[Text provided]

City of Gary v. Allstate Ins. Co.

Decision Date08 September 1992
Docket NumberNo. 04A03-9202-CV-31,04A03-9202-CV-31
Citation598 N.E.2d 625
PartiesCITY OF GARY and the City of Gary Police Department, Appellants-Third Party Defendants Below, Luis Deluna, Jr., Appellant-Plaintiff Below, v. ALLSTATE INSURANCE COMPANY, Appellee-Defendant-Third Party Plaintiff Below.
CourtIndiana Appellate Court

Nathaniel Ruff, Lesniak & Ruff, East Chicago, for Luis Deluna, Jr.

Eric Oden Clark, Gary, for City of Gary and City of Gary Police Dept.

Robert D. Brown, Spangler, Jennings & Dougherty, P.C., Merrillville, for Allstate Ins. Co.

STATON, Judge.

In this consolidated appeal, the City of Gary and the Gary Police Department (City), along with Luis Deluna, Jr., appeal the trial court grant of summary judgment in favor of the defendant and third-party plaintiff Allstate Insurance Company (Allstate). The appellants contend that the grant of summary judgment was in error. Allstate claims that the appellants are collaterally estopped from challenging the summary judgment.

We reverse.

The material facts are not in dispute. On or about December 9, 1986, Deluna was operating a City-owned police car while in the course and scope of his employment as a Gary police officer when his car struck a vehicle driven by Hanford Reed. Deluna sustained personal injuries and sued Reed. When it was learned that Reed's insurance company became insolvent, Deluna added a second count to his complaint against Allstate under the uninsured motorist provisions of his own insurance policy. Allstate filed a third-party complaint against the City, alleging that, as the insurer of the police car, the City was primarily liable for uninsured motorist coverage. The trial court agreed, and granted Allstate's motion for summary judgment.

Standard of Review

On an appeal from the grant of summary judgment, we must determine whether the record reveals a genuine issue of material fact and whether the trial court correctly applied the law. Shuamber v. Henderson (1991), Ind., 579 N.E.2d 452, 454. Summary judgment will be affirmed if it is sustainable upon any theory supported by the record. Kolczynski v. Maxton Motors, Inc. (1989), Ind.App., 538 N.E.2d 275, 276, trans. denied.

I.

Before we address the appellants' contentions, we consider Allstate's claim that the appellants are collaterally estopped from relitigating the issue of whether the City is primarily liable for uninsured motorist coverage because a virtually identical issue was raised and resolved against the City in a separate, unrelated lawsuit. The other suit also involved a Gary police officer, Roger Smith, who sued the City for uninsured motorist coverage after being injured in an automobile accident while working. The City did not appeal the prior ruling, which was entered less than a month prior to the judgment in the present case. Allstate argues that issue preclusion is appropriate because Smith and Deluna, who are both Gary police officers, are in privity, and the remaining elements of collateral estoppel have been satisfied.

[What is asked] How might the court opinion above, in City of Gary v. Allstate, go on after its final paragraph? Write a continuation that picks up from that point.

[Given data]
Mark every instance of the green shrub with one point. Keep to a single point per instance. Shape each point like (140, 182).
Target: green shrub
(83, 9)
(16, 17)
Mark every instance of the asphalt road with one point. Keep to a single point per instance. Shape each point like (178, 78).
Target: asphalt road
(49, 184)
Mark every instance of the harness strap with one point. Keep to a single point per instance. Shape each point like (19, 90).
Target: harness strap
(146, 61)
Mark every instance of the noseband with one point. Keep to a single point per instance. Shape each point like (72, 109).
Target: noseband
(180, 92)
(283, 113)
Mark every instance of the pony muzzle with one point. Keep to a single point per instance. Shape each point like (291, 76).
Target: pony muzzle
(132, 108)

--

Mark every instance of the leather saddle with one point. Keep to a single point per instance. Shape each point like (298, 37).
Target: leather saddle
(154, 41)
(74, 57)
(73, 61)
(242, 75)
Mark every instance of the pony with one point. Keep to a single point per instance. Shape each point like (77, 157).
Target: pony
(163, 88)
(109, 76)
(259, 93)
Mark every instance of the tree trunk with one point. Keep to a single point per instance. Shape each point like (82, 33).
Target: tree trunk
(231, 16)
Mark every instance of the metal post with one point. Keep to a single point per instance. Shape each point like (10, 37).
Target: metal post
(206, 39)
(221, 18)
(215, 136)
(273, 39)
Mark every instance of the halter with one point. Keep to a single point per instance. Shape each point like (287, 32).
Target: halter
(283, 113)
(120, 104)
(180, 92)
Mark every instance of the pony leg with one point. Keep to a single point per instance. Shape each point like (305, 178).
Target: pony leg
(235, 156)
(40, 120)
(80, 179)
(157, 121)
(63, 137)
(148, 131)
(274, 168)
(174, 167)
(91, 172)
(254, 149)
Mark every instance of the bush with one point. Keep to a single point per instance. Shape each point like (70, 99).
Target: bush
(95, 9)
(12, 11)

[Output of the task]
In an opinion recently issued by this court, Judge Hoffman examined the doctrine of collateral estoppel, or issue preclusion, and concluded that this branch of res judicata can bar the relitigation of an issue, even though privity of parties and mutuality of estoppel are absent. White v. Allstate Insurance Co. (1992), Ind.App., 591 N.E.2d 586. Despite the abandonment of the privity requirement, Judge Hoffman noted that issue preclusion would not bar the relitigation of an issue unless it was shown that the party against whom estoppel is asserted had a full and fair opportunity to litigate the issue previously. Id. at 590 (citing Blonder-Tongue Laboratories, Inc. v. University of Illinois Foundation (1971), 402 U.S. 313, 91 S.Ct. 1434, 28 L.Ed.2d 788). To estop a party who has not been afforded a chance to present evidence and arguments on an issue would offend principles of due process. Blonder-Tongue, supra, at 329, 91 S.Ct. at 1443.

Assuming for the sake of argument that the City litigated this issue in the prior action brought by Officer Smith, 1 we cannot agree that Deluna, injured in an entirely different accident, had the opportunity to present evidence and argument on the issue of which insurer is primarily liable for uninsured motorist coverage. Therefore, Deluna is not precluded from litigating this issue, and we will decide this appeal on the merits.

II.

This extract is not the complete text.